### Tasks and exercises
a) Translate this sentence from the DarkPlaces shadows thread into Spanish: "I've been modifying the latest stable release of DarkPlaces from LordHavoc's site, if someone wishes to know."
b) According to the DarkPlaces shadows thread, which part of the Shadow Volumes algorithm did the patch move to the GPU?
c) Echo the DarkPlaces shadows thread from the words "I've also changed" up to and including the words "wishes to know.".

DarkPlaces engine modification - (a bit) faster shadows

Developer discussion of experimental fixes, changes, and improvements.

Moderators: Nexuiz Moderators, Moderators


  • Hello everyone!

    I'm new to this forum, so please forgive me if this is not the best way to announce it - I've been looking at DarkPlaces shadowing system, and i've made a patch, that makes use of GPU in Shadow Volumes algorithm - in both zPass and zFail versions I've pushed vertex extrusion to GPU - pretty close to one of TODO's about putting it on the GPU side.

    I've also changed some little things in skeletal animation and memory management (MEMPARANOIA or sth, probably known issue on nexuiz forums?), so it runs a bit better.

    I've been modifying the latest stable release of DarkPlaces from LordHavoc's site, if someone wishes to know.

    Patch is available here:

    http://students.mimuw.edu.pl/~ts248384/ ... dows.patch

    cheers,

    Tom
    tomasz.swierczek
    Newbie
     
    Posts: 8
    Joined: Wed Aug 26, 2009 2:28 pm


  • Cool! Too bad the patch didn't work for me with the latest SVN engine though, as it broke all dynamic lights with shadows (no light was rendered) :(
    User avatar
    FruitieX
    Keyboard killer
     
    Posts: 588
    Joined: Mon Nov 13, 2006 4:47 pm
    Location: Finland

Wed Aug 26, 2009 4:27 pm

Wed Aug 26, 2009 5:01 pm

  • It seems to break realtime DYNAMIC lights when shadows are enabled, but the realtime world lights work absolutely GREAT! Awesome work!

### Information supplied
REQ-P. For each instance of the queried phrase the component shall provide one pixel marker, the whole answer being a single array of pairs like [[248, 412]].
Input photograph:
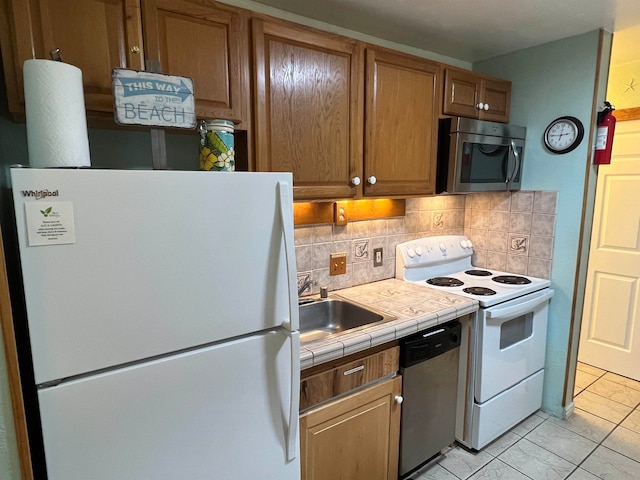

### Task-by-task answers
a) He estado modificando la última versión estable de DarkPlaces del sitio de LordHavoc, por si alguien quiere saberlo.

b) Vertex extrusion, in both the zPass and zFail versions.

c)
I've also changed some little things in skeletal animation and memory management (MEMPARANOIA or sth, probably known issue on nexuiz forums?), so it runs a bit better.

    I've been modifying the latest stable release of DarkPlaces from LordHavoc's site, if someone wishes to know.